_Descrição da tarefa_:
Pode devolver sem alterações a parte do trecho fornecido que vai desde "A minha mãe e o" até "era demasiado tarde.", inclusive?

_Trecho fornecido_:
A minha mãe e o meu pai já tinham perdido um filho e uma filha antes de eu nascer. Ambos morreram por erros humanos: no hospital, o tubo para aspiração do conteúdo tóxico do estômago do meu irmão, ingerido enquanto gatinhava,  entrou na traqueia; com a minha irmã, a parteira não valorizou o mal estar da minha mãe e chamou o médico quando já era demasiado tarde.

Nos seis anos que me separam da minha irmã mais velha existiram o Artur e a Rita. Talvez eu não tivesse nascido se eles não tivessem morrido. Não sei. Sei que fazem parte da minha vida mesmo sem os ter conhecido: as fotografias dele, muito bebé, ao colo das avós; os seus brinquedos resistentes ao tempo e à dor; os dias de aniversário dele, de nascimento dela, falados, não celebrados. Sei da tristeza que ficou na minha mãe e no meu pai – velada, contida, para não magoar mais ninguém, para não contaminar as alegrias da nossa infância E sei do perdão, esse sentimento tão difícil de manusear mas de inequívoco potencial de vida fora da mágoa, fora do ressentimento e do desejo de retribuição.

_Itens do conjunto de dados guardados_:

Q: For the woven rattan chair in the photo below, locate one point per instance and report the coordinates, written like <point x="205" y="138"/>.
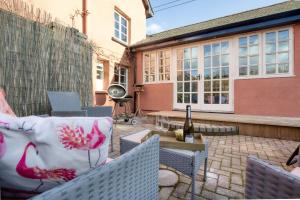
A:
<point x="134" y="175"/>
<point x="67" y="104"/>
<point x="265" y="181"/>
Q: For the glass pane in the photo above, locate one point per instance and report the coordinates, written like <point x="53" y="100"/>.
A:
<point x="225" y="85"/>
<point x="187" y="97"/>
<point x="271" y="69"/>
<point x="194" y="86"/>
<point x="194" y="63"/>
<point x="207" y="74"/>
<point x="207" y="61"/>
<point x="283" y="46"/>
<point x="253" y="50"/>
<point x="253" y="60"/>
<point x="216" y="86"/>
<point x="207" y="98"/>
<point x="179" y="98"/>
<point x="187" y="75"/>
<point x="179" y="87"/>
<point x="225" y="60"/>
<point x="179" y="64"/>
<point x="216" y="49"/>
<point x="207" y="50"/>
<point x="253" y="39"/>
<point x="254" y="70"/>
<point x="187" y="87"/>
<point x="283" y="35"/>
<point x="243" y="42"/>
<point x="283" y="68"/>
<point x="194" y="98"/>
<point x="124" y="22"/>
<point x="243" y="51"/>
<point x="216" y="73"/>
<point x="194" y="74"/>
<point x="207" y="86"/>
<point x="225" y="72"/>
<point x="271" y="37"/>
<point x="243" y="61"/>
<point x="224" y="47"/>
<point x="216" y="61"/>
<point x="216" y="98"/>
<point x="187" y="64"/>
<point x="179" y="54"/>
<point x="271" y="48"/>
<point x="243" y="71"/>
<point x="225" y="98"/>
<point x="195" y="52"/>
<point x="283" y="57"/>
<point x="271" y="58"/>
<point x="179" y="76"/>
<point x="186" y="53"/>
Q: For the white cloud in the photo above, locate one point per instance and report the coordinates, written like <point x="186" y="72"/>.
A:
<point x="154" y="28"/>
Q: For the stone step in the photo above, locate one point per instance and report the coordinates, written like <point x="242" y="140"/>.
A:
<point x="206" y="129"/>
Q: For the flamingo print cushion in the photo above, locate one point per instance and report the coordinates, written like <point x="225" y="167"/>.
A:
<point x="37" y="154"/>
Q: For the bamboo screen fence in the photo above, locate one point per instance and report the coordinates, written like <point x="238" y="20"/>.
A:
<point x="35" y="58"/>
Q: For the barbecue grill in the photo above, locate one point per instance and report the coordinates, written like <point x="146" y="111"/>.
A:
<point x="118" y="95"/>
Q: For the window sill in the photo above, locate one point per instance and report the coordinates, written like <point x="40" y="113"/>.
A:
<point x="119" y="41"/>
<point x="266" y="76"/>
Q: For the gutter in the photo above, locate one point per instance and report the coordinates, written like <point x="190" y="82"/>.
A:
<point x="220" y="31"/>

_Resposta_:
A minha mãe e o meu pai já tinham perdido um filho e uma filha antes de eu nascer. Ambos morreram por erros humanos: no hospital, o tubo para aspiração do conteúdo tóxico do estômago do meu irmão, ingerido enquanto gatinhava,  entrou na traqueia; com a minha irmã, a parteira não valorizou o mal estar da minha mãe e chamou o médico quando já era demasiado tarde.